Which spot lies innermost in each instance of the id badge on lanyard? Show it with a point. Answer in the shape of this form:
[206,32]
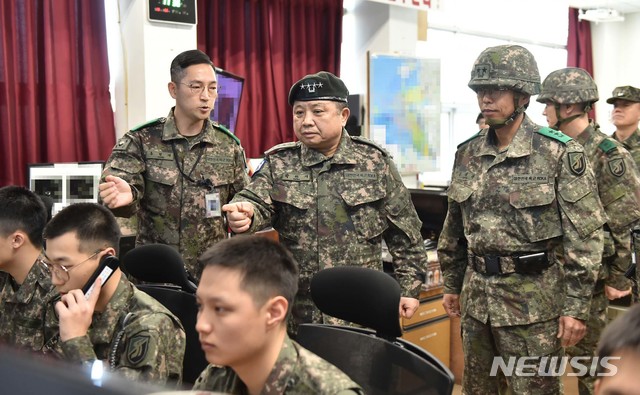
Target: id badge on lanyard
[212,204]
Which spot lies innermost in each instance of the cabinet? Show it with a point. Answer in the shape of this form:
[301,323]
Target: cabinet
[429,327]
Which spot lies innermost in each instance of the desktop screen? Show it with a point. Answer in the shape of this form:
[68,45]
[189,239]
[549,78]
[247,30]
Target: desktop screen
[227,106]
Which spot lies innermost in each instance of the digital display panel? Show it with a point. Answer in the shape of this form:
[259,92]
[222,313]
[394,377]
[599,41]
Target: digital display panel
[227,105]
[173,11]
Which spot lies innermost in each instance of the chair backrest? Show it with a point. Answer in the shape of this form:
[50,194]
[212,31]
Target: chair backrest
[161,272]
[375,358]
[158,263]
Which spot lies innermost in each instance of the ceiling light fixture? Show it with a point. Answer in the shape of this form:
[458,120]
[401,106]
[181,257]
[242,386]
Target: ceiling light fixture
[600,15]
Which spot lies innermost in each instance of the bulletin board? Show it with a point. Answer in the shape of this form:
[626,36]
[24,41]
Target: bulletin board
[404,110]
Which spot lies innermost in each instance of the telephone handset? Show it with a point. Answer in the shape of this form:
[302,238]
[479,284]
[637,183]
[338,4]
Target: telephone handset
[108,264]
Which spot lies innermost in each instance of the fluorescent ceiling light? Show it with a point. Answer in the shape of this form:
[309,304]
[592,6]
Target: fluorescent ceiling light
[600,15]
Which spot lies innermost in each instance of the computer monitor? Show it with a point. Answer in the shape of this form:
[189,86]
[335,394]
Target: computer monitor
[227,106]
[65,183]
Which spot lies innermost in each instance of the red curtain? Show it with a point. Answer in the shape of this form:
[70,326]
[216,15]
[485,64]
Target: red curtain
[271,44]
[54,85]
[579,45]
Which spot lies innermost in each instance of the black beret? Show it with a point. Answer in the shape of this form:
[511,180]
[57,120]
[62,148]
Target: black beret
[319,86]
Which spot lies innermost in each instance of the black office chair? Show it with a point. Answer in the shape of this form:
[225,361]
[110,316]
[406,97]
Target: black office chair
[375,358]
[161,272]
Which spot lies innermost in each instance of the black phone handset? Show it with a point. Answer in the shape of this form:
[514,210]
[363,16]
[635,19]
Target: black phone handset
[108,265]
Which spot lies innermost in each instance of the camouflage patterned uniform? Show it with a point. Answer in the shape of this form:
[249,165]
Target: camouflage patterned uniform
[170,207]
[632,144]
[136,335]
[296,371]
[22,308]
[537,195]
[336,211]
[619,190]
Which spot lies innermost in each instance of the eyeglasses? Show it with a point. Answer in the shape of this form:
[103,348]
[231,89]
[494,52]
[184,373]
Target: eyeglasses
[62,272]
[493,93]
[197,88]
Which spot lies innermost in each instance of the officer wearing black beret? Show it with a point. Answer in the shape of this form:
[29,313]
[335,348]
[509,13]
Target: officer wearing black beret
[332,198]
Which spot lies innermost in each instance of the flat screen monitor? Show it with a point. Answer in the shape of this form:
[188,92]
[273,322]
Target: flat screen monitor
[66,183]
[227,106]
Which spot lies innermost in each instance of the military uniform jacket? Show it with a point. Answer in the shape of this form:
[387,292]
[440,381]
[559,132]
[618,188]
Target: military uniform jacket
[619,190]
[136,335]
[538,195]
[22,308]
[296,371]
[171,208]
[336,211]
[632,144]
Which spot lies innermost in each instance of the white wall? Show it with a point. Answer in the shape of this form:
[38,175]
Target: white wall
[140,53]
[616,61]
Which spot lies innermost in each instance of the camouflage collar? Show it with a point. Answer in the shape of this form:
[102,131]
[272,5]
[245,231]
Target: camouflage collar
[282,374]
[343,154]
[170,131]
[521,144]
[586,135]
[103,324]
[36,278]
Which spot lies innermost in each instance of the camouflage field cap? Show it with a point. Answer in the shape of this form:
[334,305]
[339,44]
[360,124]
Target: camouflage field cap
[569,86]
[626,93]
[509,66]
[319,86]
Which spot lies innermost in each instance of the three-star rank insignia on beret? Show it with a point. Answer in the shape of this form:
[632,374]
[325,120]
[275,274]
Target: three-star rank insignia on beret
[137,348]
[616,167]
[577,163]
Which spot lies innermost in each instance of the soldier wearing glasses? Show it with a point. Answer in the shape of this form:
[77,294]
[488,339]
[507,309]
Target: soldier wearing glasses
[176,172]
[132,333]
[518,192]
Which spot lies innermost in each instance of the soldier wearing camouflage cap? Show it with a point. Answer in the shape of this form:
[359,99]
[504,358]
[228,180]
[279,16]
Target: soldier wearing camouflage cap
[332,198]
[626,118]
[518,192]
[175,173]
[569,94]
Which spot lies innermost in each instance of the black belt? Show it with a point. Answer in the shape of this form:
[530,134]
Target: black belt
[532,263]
==
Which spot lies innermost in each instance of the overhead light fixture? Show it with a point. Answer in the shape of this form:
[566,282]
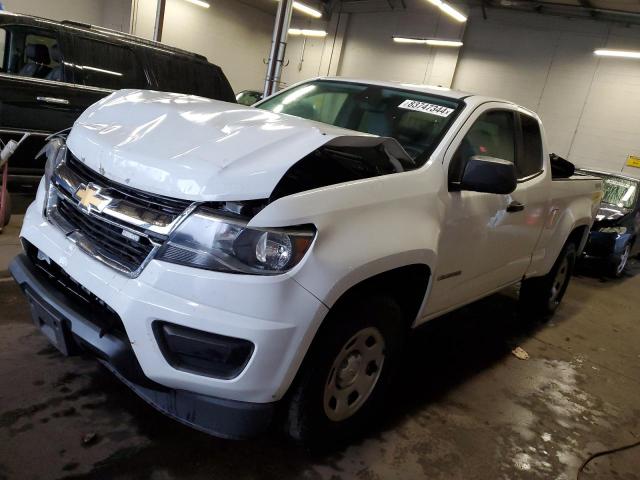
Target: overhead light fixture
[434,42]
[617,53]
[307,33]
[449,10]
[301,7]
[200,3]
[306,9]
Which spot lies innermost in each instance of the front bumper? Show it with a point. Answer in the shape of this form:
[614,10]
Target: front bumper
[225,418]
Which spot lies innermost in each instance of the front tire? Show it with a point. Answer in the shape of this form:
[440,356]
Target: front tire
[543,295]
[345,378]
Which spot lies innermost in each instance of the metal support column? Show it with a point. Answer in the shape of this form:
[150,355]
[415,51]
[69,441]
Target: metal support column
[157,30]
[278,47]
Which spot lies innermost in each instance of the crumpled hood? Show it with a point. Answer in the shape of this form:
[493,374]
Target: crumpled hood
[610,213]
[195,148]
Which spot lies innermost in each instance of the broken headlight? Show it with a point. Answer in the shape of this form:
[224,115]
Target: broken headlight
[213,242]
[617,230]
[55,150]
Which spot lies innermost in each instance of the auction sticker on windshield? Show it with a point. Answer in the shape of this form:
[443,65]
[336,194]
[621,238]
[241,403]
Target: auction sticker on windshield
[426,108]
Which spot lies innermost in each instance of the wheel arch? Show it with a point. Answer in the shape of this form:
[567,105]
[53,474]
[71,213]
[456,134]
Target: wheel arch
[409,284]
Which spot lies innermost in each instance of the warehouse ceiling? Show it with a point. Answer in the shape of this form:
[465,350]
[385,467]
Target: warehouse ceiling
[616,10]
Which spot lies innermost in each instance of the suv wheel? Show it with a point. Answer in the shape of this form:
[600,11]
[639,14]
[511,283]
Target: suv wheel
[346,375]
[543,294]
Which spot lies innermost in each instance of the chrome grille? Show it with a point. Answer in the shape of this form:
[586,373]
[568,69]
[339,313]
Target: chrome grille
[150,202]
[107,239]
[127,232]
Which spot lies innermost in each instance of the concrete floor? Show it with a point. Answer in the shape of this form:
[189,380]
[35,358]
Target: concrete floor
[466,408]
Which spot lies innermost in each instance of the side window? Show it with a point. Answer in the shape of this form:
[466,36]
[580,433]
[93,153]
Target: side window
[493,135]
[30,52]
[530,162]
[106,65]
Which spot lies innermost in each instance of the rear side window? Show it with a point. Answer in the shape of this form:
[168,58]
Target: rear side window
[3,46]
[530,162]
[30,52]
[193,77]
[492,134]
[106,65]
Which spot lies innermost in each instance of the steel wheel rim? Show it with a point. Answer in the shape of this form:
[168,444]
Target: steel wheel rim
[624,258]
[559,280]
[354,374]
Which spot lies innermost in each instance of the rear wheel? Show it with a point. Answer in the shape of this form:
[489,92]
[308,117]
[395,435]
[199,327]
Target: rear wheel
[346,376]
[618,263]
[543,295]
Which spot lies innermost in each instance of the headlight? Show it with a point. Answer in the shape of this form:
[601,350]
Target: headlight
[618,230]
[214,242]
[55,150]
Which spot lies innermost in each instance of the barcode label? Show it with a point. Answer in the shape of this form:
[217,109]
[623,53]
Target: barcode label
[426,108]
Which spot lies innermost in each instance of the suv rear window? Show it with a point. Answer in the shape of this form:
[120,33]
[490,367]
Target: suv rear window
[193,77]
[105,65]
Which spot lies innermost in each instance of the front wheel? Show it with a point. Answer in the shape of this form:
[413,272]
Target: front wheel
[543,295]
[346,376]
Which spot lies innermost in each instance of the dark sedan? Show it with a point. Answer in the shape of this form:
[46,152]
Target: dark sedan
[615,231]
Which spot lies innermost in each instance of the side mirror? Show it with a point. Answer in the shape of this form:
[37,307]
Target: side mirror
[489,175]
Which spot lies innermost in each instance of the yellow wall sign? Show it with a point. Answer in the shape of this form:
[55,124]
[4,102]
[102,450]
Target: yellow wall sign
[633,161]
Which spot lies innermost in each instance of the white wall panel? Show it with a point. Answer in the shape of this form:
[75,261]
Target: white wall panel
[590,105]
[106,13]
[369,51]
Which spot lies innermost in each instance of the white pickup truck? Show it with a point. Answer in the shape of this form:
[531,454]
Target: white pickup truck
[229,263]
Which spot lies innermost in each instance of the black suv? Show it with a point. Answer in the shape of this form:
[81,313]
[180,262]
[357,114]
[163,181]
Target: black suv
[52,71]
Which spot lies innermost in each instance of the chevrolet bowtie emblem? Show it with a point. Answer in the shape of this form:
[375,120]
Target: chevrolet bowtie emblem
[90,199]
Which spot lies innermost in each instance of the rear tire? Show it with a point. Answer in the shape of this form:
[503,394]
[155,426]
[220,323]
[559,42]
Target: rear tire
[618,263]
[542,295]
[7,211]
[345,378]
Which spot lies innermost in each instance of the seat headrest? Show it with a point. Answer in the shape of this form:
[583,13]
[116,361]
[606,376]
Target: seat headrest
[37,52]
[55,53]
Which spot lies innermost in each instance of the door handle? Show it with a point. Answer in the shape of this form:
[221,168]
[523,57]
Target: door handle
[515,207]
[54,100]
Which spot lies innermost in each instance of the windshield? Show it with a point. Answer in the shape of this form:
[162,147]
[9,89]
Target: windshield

TASK OBJECTIVE:
Please identify every line in the rows above that contains the string "crumpled", and copy each of those lines.

EXERCISE ANSWER:
Which spot lies innermost in each instance of the crumpled hood? Show it with a point. Answer in the shape of this form:
Target: crumpled hood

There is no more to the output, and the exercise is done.